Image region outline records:
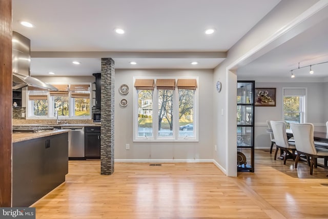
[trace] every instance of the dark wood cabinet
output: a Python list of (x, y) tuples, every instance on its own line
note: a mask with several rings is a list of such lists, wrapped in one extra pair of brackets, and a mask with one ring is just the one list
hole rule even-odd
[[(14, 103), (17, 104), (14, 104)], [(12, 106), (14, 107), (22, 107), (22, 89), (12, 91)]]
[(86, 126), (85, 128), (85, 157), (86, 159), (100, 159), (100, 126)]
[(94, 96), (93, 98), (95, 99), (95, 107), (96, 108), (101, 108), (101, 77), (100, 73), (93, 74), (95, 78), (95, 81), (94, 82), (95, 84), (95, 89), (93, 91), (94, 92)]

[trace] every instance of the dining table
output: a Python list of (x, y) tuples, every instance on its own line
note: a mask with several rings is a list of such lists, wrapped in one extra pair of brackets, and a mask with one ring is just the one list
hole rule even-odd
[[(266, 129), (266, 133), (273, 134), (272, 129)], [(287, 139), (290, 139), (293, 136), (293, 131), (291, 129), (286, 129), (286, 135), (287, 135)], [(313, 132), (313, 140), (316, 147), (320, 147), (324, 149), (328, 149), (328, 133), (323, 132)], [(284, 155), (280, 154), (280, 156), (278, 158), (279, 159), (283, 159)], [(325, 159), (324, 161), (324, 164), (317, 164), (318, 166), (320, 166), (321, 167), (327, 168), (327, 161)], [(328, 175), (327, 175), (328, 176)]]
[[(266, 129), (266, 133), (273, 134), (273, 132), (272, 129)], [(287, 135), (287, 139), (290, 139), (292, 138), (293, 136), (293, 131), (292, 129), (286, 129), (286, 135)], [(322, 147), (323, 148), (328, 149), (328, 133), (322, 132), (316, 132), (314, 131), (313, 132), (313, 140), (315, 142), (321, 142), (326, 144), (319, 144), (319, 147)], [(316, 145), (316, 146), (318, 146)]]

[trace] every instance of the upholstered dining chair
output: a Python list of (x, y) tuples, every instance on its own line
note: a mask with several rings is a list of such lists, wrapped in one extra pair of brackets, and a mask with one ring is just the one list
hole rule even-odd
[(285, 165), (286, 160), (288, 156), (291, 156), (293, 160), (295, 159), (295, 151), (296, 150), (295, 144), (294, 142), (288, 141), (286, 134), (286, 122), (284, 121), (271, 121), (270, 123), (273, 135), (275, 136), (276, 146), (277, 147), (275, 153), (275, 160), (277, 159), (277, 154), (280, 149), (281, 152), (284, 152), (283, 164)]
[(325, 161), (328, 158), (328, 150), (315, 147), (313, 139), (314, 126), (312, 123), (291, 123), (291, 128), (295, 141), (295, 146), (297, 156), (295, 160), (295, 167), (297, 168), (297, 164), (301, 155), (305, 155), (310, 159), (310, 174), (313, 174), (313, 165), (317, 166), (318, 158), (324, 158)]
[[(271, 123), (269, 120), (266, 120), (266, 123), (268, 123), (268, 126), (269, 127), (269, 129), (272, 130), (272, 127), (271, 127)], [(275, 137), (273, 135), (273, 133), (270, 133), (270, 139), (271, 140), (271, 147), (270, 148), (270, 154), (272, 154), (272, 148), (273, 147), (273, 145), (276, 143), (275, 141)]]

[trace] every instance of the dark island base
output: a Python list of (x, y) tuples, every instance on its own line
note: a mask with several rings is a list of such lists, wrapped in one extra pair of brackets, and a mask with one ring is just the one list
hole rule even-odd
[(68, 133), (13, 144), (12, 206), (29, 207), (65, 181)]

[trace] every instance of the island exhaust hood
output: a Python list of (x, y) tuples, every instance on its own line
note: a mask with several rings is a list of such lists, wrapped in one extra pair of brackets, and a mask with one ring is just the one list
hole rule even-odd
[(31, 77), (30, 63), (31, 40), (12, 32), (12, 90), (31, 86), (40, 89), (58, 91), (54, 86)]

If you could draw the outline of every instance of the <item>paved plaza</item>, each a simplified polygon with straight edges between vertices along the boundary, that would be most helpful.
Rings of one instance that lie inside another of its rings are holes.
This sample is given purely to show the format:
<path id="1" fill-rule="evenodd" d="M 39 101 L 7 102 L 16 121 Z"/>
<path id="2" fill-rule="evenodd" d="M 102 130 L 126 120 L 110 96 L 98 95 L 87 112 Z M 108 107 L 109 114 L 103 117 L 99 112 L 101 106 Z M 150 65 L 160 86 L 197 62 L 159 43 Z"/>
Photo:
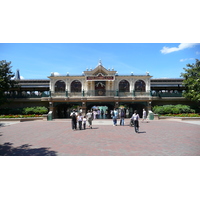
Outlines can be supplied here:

==

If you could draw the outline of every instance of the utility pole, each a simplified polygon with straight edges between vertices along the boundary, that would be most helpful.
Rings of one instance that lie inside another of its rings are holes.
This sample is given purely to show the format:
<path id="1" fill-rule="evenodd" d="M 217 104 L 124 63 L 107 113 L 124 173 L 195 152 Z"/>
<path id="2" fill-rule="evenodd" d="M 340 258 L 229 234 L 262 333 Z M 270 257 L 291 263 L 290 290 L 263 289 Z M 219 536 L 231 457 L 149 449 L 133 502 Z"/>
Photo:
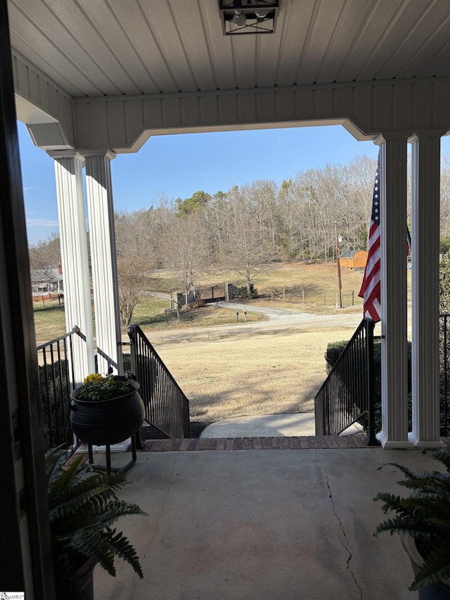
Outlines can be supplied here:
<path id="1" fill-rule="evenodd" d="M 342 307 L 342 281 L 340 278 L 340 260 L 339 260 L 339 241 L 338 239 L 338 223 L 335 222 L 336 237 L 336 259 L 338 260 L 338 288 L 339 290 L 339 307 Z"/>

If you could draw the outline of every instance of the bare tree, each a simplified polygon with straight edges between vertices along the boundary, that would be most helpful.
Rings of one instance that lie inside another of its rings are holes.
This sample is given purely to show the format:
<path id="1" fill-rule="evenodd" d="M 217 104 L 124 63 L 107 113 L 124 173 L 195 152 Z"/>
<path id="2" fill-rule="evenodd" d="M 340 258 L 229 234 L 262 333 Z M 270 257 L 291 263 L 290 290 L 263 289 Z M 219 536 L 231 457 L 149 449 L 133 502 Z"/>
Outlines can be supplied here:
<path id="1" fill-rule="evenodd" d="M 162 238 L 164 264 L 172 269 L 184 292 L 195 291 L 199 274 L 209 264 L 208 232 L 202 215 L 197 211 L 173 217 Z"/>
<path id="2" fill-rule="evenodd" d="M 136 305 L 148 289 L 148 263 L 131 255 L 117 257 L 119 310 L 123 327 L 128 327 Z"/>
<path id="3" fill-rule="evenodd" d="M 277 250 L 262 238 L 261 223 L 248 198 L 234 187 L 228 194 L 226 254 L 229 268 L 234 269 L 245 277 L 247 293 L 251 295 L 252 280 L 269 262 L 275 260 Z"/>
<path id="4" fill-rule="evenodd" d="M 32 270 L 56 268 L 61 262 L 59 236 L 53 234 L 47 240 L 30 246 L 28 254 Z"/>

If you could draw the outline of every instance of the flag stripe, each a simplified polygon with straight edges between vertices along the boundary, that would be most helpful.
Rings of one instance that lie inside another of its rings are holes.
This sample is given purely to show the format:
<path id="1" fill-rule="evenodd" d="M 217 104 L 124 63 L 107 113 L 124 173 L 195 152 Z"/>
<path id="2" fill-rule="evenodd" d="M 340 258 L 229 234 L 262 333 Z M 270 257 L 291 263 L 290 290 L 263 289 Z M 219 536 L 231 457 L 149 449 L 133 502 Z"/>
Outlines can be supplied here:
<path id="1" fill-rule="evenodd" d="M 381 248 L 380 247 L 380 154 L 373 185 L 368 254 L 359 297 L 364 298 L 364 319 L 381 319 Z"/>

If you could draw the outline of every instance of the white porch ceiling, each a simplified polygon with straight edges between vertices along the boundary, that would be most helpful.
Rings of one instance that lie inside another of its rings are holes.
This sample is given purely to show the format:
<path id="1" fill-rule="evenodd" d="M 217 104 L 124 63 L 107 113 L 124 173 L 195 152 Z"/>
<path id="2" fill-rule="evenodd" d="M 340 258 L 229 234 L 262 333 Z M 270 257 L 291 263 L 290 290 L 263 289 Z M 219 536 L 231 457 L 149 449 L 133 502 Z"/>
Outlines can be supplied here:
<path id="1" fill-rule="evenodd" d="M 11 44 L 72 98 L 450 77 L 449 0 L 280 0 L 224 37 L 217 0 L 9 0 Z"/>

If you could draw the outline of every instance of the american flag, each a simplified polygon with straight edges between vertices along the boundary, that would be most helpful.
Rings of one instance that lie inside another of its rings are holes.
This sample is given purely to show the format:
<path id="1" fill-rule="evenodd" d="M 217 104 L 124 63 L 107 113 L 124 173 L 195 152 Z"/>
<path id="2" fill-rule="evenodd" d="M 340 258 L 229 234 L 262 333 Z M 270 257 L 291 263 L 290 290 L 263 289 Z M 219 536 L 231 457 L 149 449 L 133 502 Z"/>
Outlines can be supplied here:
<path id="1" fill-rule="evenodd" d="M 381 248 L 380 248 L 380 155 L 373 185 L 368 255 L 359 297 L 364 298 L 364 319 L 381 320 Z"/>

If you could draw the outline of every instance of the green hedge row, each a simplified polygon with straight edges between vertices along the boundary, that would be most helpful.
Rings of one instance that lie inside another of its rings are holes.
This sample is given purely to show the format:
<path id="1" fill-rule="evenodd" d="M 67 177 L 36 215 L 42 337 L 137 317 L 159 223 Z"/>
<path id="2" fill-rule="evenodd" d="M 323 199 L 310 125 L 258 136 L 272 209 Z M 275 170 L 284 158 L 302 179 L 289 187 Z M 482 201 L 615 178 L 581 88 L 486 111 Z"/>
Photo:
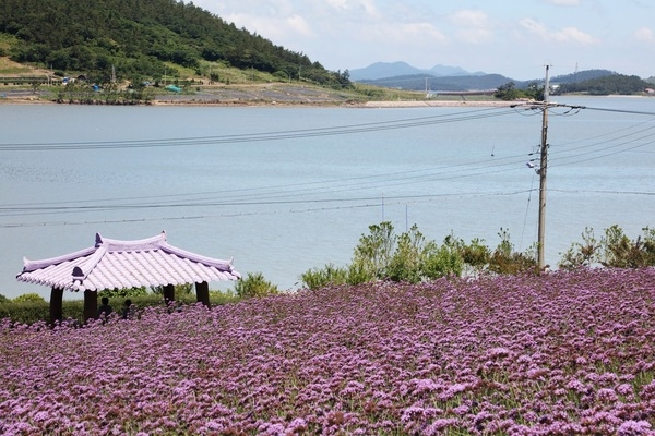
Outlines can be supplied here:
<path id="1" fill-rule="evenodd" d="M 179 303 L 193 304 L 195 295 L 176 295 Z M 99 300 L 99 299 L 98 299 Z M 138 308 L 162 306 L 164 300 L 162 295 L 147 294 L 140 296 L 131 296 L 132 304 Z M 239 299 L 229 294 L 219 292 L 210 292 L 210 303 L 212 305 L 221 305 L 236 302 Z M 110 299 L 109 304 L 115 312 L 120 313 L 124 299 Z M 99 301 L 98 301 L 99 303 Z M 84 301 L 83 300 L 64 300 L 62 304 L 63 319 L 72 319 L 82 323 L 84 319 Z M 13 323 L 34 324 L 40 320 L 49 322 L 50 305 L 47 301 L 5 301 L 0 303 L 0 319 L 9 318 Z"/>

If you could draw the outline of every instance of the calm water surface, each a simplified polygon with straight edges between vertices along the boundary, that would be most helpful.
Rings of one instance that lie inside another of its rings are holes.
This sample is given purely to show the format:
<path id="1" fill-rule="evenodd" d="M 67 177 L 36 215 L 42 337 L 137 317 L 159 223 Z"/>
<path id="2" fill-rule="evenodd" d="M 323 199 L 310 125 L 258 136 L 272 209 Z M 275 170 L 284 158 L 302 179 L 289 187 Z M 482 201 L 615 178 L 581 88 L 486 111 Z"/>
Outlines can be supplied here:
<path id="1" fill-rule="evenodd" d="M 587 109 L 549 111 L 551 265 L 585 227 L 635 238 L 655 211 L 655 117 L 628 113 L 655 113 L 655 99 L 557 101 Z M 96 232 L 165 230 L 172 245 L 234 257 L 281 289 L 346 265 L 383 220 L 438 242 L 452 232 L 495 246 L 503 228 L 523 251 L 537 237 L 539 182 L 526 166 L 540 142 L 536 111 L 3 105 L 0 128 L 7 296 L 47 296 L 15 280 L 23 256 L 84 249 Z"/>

*The task*
Can you transcribe the lines of the listing above, from the line containing "[trace] every instance of the dark wood" through the line containing "146), (318, 146)]]", including both of those lines?

*Task response*
[trace] every instance of the dark wood cabinet
output: a Python list of (x, y) tuples, every instance on its own line
note: a mask with several rings is a list of such lists, wrapped in one extra pair of brackets, and a mask with one ring is just the one list
hole rule even-odd
[[(14, 103), (17, 104), (14, 104)], [(12, 106), (14, 107), (22, 107), (22, 89), (12, 91)]]
[(86, 126), (85, 128), (85, 157), (86, 159), (100, 159), (100, 126)]
[(94, 96), (93, 98), (95, 99), (95, 107), (96, 108), (101, 108), (101, 77), (100, 73), (93, 74), (95, 78), (95, 81), (94, 82), (95, 84), (95, 89), (93, 91), (94, 92)]

[trace] every instance of the dining table
output: a Python list of (x, y) tuples, every instance on its own line
note: a mask with several rings is a list of such lists, wrapped in one extra pair of brackets, and a mask with one ring is just the one list
hole rule even-odd
[[(266, 129), (266, 133), (273, 134), (272, 129)], [(287, 139), (290, 139), (293, 136), (293, 131), (291, 129), (286, 129), (286, 135), (287, 135)], [(313, 132), (313, 140), (316, 147), (320, 147), (324, 149), (328, 149), (328, 133), (323, 132)], [(284, 155), (280, 154), (280, 156), (278, 158), (279, 159), (283, 159)], [(325, 159), (324, 161), (324, 164), (317, 164), (318, 166), (320, 166), (321, 167), (327, 168), (327, 161)], [(328, 175), (327, 175), (328, 176)]]
[[(266, 129), (266, 133), (273, 134), (273, 132), (272, 129)], [(287, 135), (287, 139), (290, 139), (292, 138), (293, 136), (293, 131), (292, 129), (286, 129), (286, 135)], [(322, 147), (323, 148), (328, 149), (328, 133), (322, 132), (316, 132), (314, 131), (313, 132), (313, 140), (315, 142), (321, 142), (326, 144), (319, 144), (319, 147)], [(316, 145), (316, 146), (318, 146)]]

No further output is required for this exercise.